Retype every one of the entries below character for character, changing nothing on any line.

DATA SUPPLIED Start Marker

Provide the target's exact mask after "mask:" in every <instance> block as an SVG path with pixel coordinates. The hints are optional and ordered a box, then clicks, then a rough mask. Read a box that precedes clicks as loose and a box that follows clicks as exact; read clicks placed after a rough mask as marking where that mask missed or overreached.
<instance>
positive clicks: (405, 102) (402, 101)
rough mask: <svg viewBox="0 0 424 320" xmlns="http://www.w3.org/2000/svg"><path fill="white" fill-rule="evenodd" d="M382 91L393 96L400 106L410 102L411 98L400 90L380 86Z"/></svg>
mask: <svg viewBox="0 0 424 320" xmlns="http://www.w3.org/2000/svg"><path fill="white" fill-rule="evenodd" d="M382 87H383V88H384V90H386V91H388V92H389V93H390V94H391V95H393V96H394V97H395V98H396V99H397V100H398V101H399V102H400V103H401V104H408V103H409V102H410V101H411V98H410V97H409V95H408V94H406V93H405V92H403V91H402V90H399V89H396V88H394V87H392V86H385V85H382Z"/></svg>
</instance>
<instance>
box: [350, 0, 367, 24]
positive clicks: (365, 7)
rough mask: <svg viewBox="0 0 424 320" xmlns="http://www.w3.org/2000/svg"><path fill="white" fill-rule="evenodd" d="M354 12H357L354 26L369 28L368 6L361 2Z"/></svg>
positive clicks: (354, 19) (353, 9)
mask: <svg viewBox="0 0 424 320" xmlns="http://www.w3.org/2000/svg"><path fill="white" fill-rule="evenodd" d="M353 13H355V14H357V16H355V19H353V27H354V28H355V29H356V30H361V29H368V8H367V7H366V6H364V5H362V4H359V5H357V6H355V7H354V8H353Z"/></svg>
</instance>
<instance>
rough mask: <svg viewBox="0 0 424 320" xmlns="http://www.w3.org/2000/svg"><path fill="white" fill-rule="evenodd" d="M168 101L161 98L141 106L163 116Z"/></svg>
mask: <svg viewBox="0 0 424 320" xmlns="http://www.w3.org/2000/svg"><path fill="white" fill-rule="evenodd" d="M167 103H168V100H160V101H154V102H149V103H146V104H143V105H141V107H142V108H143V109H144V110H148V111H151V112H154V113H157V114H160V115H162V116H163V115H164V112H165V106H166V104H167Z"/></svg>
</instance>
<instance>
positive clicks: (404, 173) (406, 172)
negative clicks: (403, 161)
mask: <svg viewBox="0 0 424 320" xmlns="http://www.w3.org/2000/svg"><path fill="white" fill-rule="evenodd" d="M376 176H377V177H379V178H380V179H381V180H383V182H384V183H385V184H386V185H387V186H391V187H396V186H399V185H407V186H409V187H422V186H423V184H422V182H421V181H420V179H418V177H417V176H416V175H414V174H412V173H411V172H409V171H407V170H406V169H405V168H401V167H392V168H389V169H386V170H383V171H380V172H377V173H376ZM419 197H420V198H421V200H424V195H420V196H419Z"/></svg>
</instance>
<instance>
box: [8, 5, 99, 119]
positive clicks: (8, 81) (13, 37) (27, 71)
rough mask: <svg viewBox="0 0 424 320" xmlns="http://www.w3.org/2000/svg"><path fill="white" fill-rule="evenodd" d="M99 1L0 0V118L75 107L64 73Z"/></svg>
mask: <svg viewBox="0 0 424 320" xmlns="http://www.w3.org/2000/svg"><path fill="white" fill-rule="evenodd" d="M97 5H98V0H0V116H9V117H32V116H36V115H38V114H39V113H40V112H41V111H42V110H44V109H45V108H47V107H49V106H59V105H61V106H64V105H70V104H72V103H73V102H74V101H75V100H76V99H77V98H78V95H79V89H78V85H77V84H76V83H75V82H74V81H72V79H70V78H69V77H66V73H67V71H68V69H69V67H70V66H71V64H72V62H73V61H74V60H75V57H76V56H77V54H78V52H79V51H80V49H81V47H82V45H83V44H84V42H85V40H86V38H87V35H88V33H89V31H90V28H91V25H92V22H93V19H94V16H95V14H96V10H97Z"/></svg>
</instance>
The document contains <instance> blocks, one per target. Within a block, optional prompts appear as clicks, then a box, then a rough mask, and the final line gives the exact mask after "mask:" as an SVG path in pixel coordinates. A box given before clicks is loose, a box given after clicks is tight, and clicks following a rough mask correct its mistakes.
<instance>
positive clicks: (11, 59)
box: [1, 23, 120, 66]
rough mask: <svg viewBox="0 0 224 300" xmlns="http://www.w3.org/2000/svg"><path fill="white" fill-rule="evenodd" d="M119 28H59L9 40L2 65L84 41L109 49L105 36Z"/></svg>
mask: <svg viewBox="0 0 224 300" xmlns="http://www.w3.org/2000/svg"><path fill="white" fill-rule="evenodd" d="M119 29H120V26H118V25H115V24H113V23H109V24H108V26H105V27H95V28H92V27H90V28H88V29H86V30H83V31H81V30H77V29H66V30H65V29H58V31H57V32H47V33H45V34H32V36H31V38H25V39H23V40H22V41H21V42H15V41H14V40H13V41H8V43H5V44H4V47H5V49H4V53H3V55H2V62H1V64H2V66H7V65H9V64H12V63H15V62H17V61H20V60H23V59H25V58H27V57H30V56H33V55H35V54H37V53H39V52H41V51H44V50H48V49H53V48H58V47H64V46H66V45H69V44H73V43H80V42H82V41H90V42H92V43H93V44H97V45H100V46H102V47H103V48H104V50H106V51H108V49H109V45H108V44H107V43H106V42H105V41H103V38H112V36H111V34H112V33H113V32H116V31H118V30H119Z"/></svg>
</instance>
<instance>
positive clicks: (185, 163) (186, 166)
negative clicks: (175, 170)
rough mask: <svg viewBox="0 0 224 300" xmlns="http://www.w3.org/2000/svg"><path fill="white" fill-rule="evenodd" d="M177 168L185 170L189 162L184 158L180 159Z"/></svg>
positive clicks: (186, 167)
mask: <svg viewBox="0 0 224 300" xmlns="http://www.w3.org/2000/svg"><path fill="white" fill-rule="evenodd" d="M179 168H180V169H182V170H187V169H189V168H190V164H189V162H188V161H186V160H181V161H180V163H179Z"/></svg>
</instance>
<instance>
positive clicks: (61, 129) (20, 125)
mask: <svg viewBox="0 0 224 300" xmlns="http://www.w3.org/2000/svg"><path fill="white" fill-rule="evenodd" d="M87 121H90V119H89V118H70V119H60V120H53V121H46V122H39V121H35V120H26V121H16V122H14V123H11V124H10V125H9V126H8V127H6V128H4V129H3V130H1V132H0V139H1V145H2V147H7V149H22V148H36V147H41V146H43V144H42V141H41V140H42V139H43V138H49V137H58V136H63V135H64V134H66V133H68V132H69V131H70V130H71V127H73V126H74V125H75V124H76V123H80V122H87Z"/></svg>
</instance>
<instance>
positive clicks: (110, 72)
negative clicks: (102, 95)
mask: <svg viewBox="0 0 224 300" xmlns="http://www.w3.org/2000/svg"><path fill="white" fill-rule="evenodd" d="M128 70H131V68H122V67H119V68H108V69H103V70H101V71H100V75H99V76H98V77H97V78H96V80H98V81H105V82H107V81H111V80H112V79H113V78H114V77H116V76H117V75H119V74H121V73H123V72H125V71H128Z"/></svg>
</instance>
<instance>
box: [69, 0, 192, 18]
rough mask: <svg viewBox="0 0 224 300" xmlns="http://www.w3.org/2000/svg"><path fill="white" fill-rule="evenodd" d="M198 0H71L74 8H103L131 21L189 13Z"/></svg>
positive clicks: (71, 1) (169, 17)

DATA SUPPLIED End Marker

▶ [SOLUTION BELOW]
Provide the target's exact mask after "mask:" in every <instance> block as an SVG path with pixel coordinates. The hints are optional and ordered a box, then clicks, then a rough mask. Read a box that precedes clicks as loose and a box that follows clicks as exact; read clicks placed after a rough mask as marking where that mask missed or overreached.
<instance>
positive clicks: (405, 102) (402, 101)
rough mask: <svg viewBox="0 0 424 320" xmlns="http://www.w3.org/2000/svg"><path fill="white" fill-rule="evenodd" d="M382 91L393 96L400 106L410 102L411 98L400 90L380 86Z"/></svg>
mask: <svg viewBox="0 0 424 320" xmlns="http://www.w3.org/2000/svg"><path fill="white" fill-rule="evenodd" d="M382 87H383V88H384V90H386V91H388V92H389V93H390V94H391V95H393V96H394V97H395V98H396V99H397V100H398V101H399V102H400V103H401V104H408V103H409V102H410V101H411V98H410V97H409V95H408V94H406V93H405V92H403V91H402V90H399V89H396V88H394V87H392V86H385V85H382Z"/></svg>
</instance>
<instance>
box: [350, 0, 367, 24]
positive clicks: (365, 7)
rough mask: <svg viewBox="0 0 424 320" xmlns="http://www.w3.org/2000/svg"><path fill="white" fill-rule="evenodd" d="M354 12H357L354 26L369 28L368 6L361 2Z"/></svg>
positive clicks: (354, 19) (353, 9)
mask: <svg viewBox="0 0 424 320" xmlns="http://www.w3.org/2000/svg"><path fill="white" fill-rule="evenodd" d="M353 13H355V14H357V16H355V19H353V27H354V28H355V29H356V30H361V29H368V8H367V7H366V6H364V5H362V4H359V5H357V6H355V7H354V8H353Z"/></svg>
</instance>
<instance>
rough mask: <svg viewBox="0 0 424 320" xmlns="http://www.w3.org/2000/svg"><path fill="white" fill-rule="evenodd" d="M168 101L161 98L141 106L163 116Z"/></svg>
mask: <svg viewBox="0 0 424 320" xmlns="http://www.w3.org/2000/svg"><path fill="white" fill-rule="evenodd" d="M167 103H168V100H160V101H154V102H149V103H146V104H143V105H141V107H142V108H143V109H144V110H148V111H151V112H154V113H157V114H160V115H162V116H163V115H164V112H165V106H166V104H167Z"/></svg>
</instance>
<instance>
positive clicks: (404, 173) (406, 172)
negative clicks: (403, 161)
mask: <svg viewBox="0 0 424 320" xmlns="http://www.w3.org/2000/svg"><path fill="white" fill-rule="evenodd" d="M376 176H377V177H379V178H380V179H381V180H383V182H384V183H385V184H386V185H387V186H391V187H396V186H399V185H407V186H409V187H422V186H423V184H422V182H421V181H420V179H418V177H417V176H416V175H414V174H412V173H411V172H409V171H407V170H406V169H405V168H401V167H392V168H389V169H386V170H383V171H380V172H377V173H376ZM419 197H420V198H421V200H424V195H420V196H419Z"/></svg>
</instance>
<instance>
box: [8, 5, 99, 119]
positive clicks: (8, 81) (13, 37) (27, 71)
rough mask: <svg viewBox="0 0 424 320" xmlns="http://www.w3.org/2000/svg"><path fill="white" fill-rule="evenodd" d="M99 1L0 0V118L75 107L64 73Z"/></svg>
mask: <svg viewBox="0 0 424 320" xmlns="http://www.w3.org/2000/svg"><path fill="white" fill-rule="evenodd" d="M97 5H98V0H0V116H9V117H32V116H36V115H38V114H39V113H40V112H41V111H42V110H44V109H45V108H47V107H49V106H59V105H61V106H64V105H70V104H72V103H73V102H74V101H75V100H76V99H77V98H78V95H79V89H78V85H77V84H76V83H75V82H74V81H72V79H70V78H69V77H66V73H67V71H68V69H69V67H70V66H71V64H72V62H73V61H74V60H75V57H76V56H77V54H78V52H79V51H80V49H81V47H82V45H83V44H84V42H85V40H86V38H87V35H88V33H89V31H90V28H91V25H92V22H93V19H94V16H95V14H96V10H97Z"/></svg>
</instance>
The document contains <instance> blocks, one per target. Within a block, optional prompts appear as clicks, then a box, then a rough mask, and the final line gives the exact mask after "mask:" as an SVG path in pixel coordinates. A box given before clicks is loose, a box given after clicks is tight, and clicks following a rough mask correct its mistakes.
<instance>
positive clicks: (11, 59)
box: [1, 23, 120, 66]
rough mask: <svg viewBox="0 0 224 300" xmlns="http://www.w3.org/2000/svg"><path fill="white" fill-rule="evenodd" d="M119 28H59L9 40L2 65L84 41L109 49L105 36Z"/></svg>
mask: <svg viewBox="0 0 224 300" xmlns="http://www.w3.org/2000/svg"><path fill="white" fill-rule="evenodd" d="M119 29H120V26H118V25H115V24H113V23H109V24H108V26H105V27H95V28H92V27H90V28H88V29H86V30H83V31H81V30H77V29H66V30H65V29H58V31H57V32H47V33H45V34H32V36H31V38H25V39H23V40H22V41H21V42H15V41H14V40H13V41H8V43H5V44H4V47H5V49H4V53H3V55H2V62H1V64H2V66H7V65H9V64H12V63H15V62H17V61H20V60H23V59H25V58H27V57H30V56H33V55H35V54H37V53H39V52H41V51H44V50H48V49H53V48H58V47H64V46H66V45H69V44H73V43H80V42H82V41H90V42H92V43H93V44H97V45H100V46H102V47H103V48H104V50H106V51H108V49H109V45H108V44H107V43H106V42H105V41H103V38H112V36H111V34H112V33H113V32H116V31H118V30H119Z"/></svg>
</instance>
<instance>
positive clicks: (185, 163) (186, 166)
negative clicks: (175, 170)
rough mask: <svg viewBox="0 0 224 300" xmlns="http://www.w3.org/2000/svg"><path fill="white" fill-rule="evenodd" d="M177 168L185 170L189 162L184 158L180 159Z"/></svg>
positive clicks: (186, 167)
mask: <svg viewBox="0 0 224 300" xmlns="http://www.w3.org/2000/svg"><path fill="white" fill-rule="evenodd" d="M179 168H180V169H182V170H187V169H189V168H190V164H189V162H188V161H186V160H181V161H180V163H179Z"/></svg>
</instance>
<instance>
positive clicks: (61, 129) (20, 125)
mask: <svg viewBox="0 0 224 300" xmlns="http://www.w3.org/2000/svg"><path fill="white" fill-rule="evenodd" d="M87 121H90V119H89V118H70V119H60V120H53V121H46V122H39V121H35V120H26V121H16V122H14V123H11V124H10V125H9V126H8V127H6V128H4V129H3V130H1V132H0V139H1V145H2V147H7V149H22V148H36V147H41V146H43V144H42V141H41V140H42V139H43V138H49V137H58V136H63V135H64V134H66V133H68V132H69V131H70V130H71V127H73V126H74V125H75V124H76V123H80V122H87Z"/></svg>
</instance>
<instance>
positive clicks: (110, 72)
negative clicks: (102, 95)
mask: <svg viewBox="0 0 224 300" xmlns="http://www.w3.org/2000/svg"><path fill="white" fill-rule="evenodd" d="M128 70H131V68H122V67H119V68H108V69H103V70H101V71H100V75H99V76H98V77H97V78H96V80H98V81H105V82H107V81H111V80H112V79H113V78H114V77H116V76H117V75H119V74H121V73H123V72H125V71H128Z"/></svg>
</instance>
<instance>
box: [69, 0, 192, 18]
rough mask: <svg viewBox="0 0 224 300" xmlns="http://www.w3.org/2000/svg"><path fill="white" fill-rule="evenodd" d="M198 0H71L74 8H103L131 21L189 13Z"/></svg>
positive clicks: (71, 1) (169, 17)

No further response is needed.